(Dataset items)
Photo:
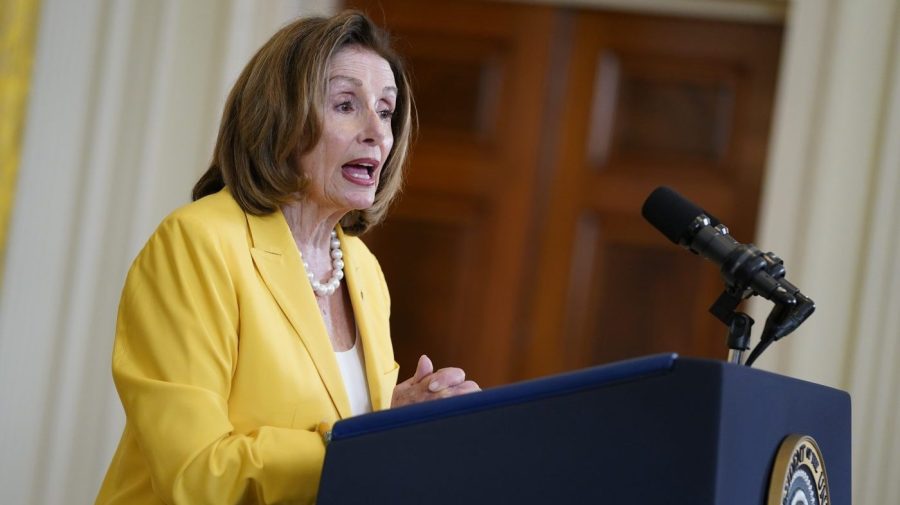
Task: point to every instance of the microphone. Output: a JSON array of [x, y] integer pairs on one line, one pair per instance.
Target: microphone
[[745, 269]]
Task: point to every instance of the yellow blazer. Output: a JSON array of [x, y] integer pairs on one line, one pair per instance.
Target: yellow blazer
[[223, 363]]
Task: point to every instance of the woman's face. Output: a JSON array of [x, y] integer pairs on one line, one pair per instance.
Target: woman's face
[[344, 167]]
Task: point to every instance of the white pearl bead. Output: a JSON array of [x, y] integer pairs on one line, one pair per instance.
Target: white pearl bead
[[334, 282]]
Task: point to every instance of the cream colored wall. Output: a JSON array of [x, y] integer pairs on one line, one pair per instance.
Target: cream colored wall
[[125, 101], [122, 116], [831, 209]]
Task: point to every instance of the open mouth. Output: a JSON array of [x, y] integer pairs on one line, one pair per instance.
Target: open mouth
[[360, 171]]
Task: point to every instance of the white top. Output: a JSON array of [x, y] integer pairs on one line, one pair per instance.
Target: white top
[[353, 371]]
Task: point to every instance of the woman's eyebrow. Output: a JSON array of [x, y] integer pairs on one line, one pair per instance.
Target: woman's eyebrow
[[358, 83]]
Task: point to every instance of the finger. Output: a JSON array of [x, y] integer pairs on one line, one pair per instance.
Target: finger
[[423, 369], [460, 389], [445, 378]]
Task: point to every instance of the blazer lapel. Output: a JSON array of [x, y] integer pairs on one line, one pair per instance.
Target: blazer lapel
[[279, 263], [372, 320]]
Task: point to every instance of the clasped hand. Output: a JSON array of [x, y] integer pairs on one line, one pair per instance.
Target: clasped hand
[[426, 384]]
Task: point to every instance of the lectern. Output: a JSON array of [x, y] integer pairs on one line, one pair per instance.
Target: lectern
[[656, 430]]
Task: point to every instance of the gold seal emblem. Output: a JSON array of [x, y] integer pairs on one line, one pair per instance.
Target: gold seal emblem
[[798, 476]]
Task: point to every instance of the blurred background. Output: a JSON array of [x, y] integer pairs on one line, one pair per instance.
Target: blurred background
[[517, 249]]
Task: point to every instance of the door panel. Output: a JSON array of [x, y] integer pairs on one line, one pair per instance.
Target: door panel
[[517, 248]]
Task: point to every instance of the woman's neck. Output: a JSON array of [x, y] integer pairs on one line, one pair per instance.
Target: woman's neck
[[311, 230]]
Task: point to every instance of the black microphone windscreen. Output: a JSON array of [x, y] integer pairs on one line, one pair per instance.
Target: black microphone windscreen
[[670, 213]]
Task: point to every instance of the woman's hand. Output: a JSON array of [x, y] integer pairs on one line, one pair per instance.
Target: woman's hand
[[426, 384]]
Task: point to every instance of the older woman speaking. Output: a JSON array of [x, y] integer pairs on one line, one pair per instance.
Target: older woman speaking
[[254, 316]]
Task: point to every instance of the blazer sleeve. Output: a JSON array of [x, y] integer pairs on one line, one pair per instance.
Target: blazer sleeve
[[174, 356]]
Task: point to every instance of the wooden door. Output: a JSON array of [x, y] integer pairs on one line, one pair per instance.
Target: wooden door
[[517, 248], [453, 247], [648, 101]]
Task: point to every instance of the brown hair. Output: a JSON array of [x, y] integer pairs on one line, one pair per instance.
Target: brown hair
[[272, 114]]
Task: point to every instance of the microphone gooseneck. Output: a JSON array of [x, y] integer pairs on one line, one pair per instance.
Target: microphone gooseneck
[[746, 270]]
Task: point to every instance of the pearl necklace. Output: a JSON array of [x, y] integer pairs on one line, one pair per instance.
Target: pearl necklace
[[329, 287]]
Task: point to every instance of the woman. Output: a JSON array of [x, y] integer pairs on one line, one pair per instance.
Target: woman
[[253, 317]]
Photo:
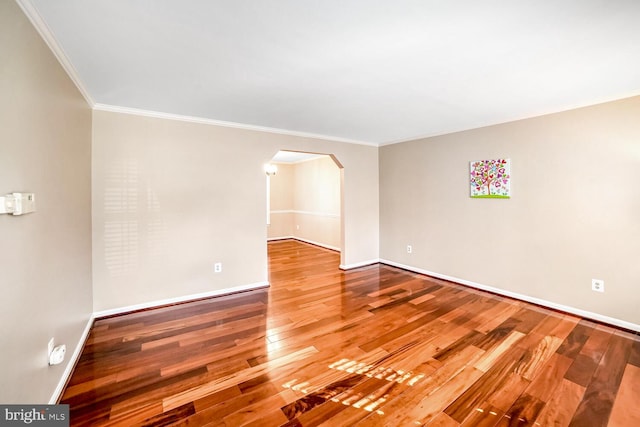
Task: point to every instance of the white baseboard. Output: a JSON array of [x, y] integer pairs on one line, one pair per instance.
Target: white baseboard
[[71, 364], [565, 308], [359, 264], [275, 239], [322, 245], [98, 314], [185, 298]]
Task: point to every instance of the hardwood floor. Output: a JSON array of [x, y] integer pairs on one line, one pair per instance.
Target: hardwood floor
[[376, 346]]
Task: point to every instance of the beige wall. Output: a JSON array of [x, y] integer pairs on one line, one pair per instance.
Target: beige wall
[[171, 198], [574, 214], [305, 200], [45, 257], [281, 202]]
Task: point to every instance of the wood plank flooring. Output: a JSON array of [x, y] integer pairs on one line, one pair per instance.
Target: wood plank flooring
[[375, 346]]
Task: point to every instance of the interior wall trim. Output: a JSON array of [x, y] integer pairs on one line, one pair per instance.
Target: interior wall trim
[[176, 300], [202, 120], [300, 239], [291, 211], [359, 264], [522, 297], [48, 37], [71, 363]]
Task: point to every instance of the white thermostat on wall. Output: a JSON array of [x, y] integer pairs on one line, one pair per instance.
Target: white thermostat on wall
[[18, 203]]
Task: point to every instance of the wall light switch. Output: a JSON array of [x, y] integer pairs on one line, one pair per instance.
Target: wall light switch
[[18, 203]]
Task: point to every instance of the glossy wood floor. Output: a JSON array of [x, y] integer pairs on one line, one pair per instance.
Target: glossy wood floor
[[376, 346]]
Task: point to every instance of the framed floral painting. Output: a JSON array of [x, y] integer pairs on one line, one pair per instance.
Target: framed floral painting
[[490, 179]]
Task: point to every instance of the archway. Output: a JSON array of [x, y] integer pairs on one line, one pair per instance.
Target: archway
[[305, 199]]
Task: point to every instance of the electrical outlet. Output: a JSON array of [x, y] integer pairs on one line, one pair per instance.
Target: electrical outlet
[[597, 285]]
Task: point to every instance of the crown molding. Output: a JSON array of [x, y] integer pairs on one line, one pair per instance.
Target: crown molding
[[193, 119], [46, 34]]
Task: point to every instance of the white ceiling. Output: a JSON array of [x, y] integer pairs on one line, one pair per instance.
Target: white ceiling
[[294, 157], [372, 71]]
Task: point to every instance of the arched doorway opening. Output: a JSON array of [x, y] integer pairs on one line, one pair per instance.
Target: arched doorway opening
[[305, 199]]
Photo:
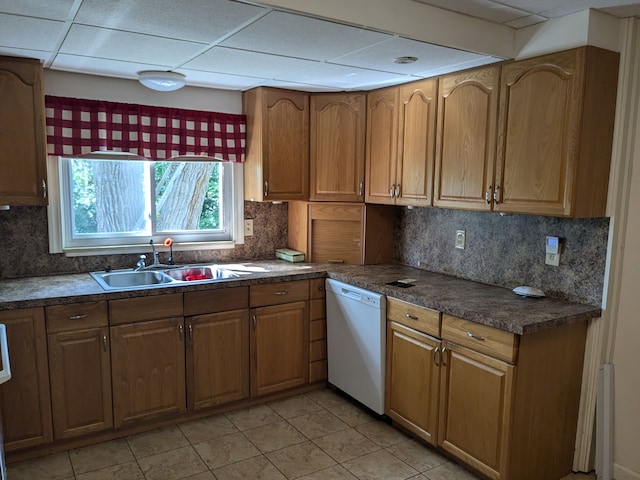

● **About this exercise**
After locating the line with "Target: older woman speaking" above, return that line and every later line through the one with "Task: point to every instance of the wooden", word for word and with nothing else.

● **Answer section**
Target: older woman speaking
[[254, 316]]
Task: point to every instance of the blazer sleeve. Output: a JSON array of [x, y] integer pairs on one line, one pair per instance.
Target: blazer sleeve
[[174, 356]]
Task: point to every instance of the wooden door. Output: a JSON array of [x, y] integer pairs on one line, one pair per instance.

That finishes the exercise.